### The request
Reproduce the material below word for word, omitting the pictures.

── Input

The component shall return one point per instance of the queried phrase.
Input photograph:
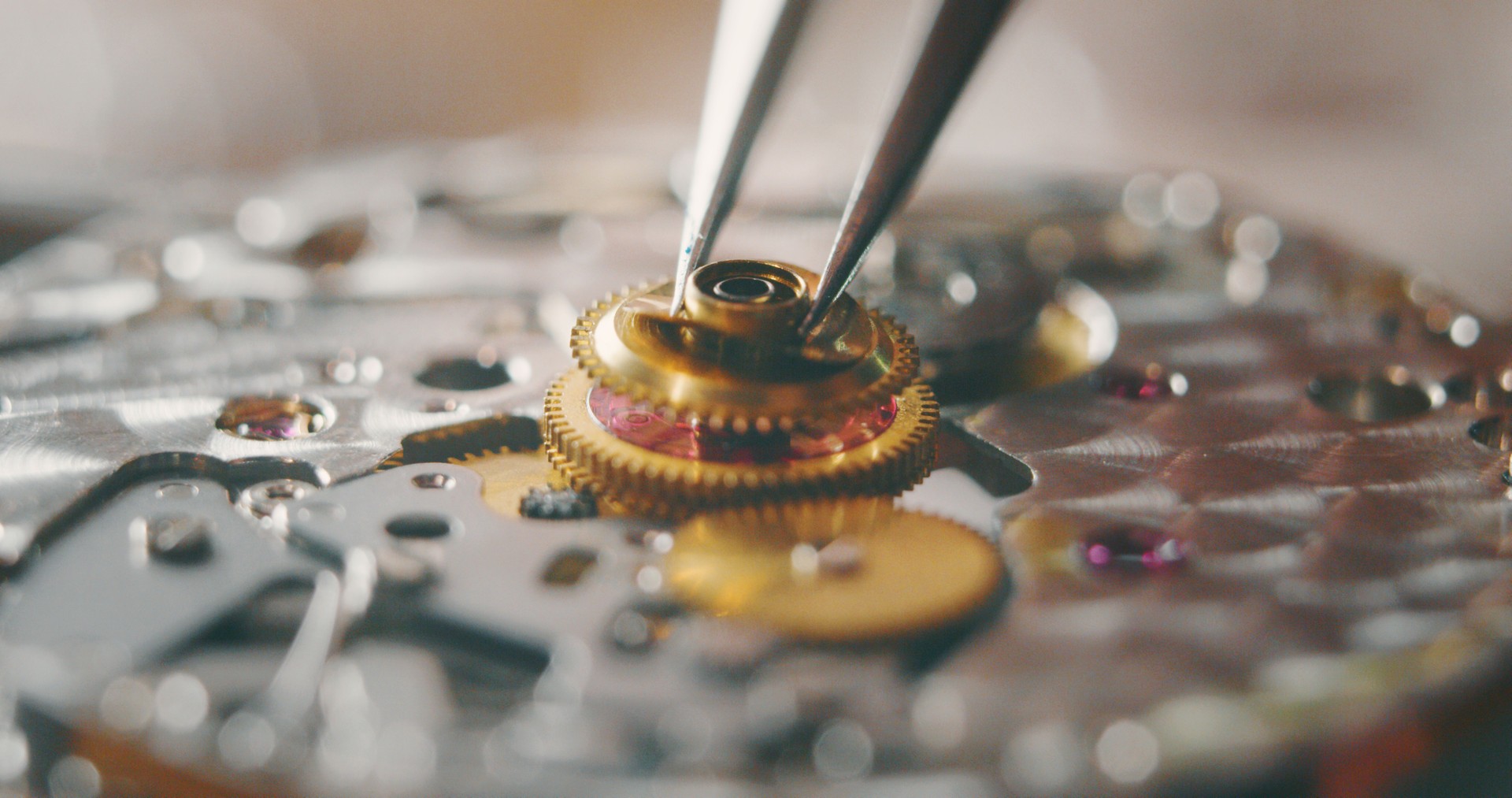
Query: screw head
(180, 538)
(435, 481)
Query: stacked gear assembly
(726, 404)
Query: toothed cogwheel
(833, 572)
(734, 358)
(664, 464)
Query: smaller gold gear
(734, 358)
(833, 572)
(667, 485)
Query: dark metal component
(558, 503)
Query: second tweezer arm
(961, 35)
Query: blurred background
(1385, 121)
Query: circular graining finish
(833, 572)
(1380, 396)
(272, 418)
(1308, 540)
(734, 357)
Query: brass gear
(667, 485)
(738, 363)
(833, 572)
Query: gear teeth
(664, 485)
(902, 372)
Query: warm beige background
(1388, 120)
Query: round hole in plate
(1493, 431)
(1380, 396)
(465, 373)
(744, 289)
(419, 526)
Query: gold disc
(833, 572)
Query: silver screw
(265, 499)
(435, 481)
(179, 540)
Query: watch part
(833, 572)
(662, 464)
(734, 357)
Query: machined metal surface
(1243, 490)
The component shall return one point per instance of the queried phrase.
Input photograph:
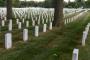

────

### Solution to this problem
The component shall return one point per instance of the queried phrase.
Input photograph:
Query: screw head
(180, 538)
(435, 481)
Query: stacked gear assembly
(726, 404)
Query: toothed cogwheel
(833, 572)
(734, 358)
(664, 464)
Query: smaller gold gear
(734, 358)
(833, 572)
(667, 485)
Query: dark metal component
(558, 503)
Query: second tweezer arm
(961, 35)
Query: blurred background
(1385, 121)
Query: circular graining finish
(833, 572)
(1380, 396)
(272, 418)
(1308, 540)
(734, 357)
Query: brass gear
(667, 485)
(738, 363)
(833, 572)
Query: gear teeth
(664, 485)
(902, 372)
Query: warm beige background
(1388, 120)
Query: round hole in plate
(1493, 431)
(1380, 396)
(465, 373)
(744, 289)
(419, 526)
Query: gold disc
(833, 572)
Query: silver screw
(265, 499)
(435, 481)
(179, 540)
Query: watch part
(833, 572)
(662, 464)
(734, 357)
Query: machined metal surface
(1243, 490)
The component shall return one point per instance of the queried phrase.
Input photograph:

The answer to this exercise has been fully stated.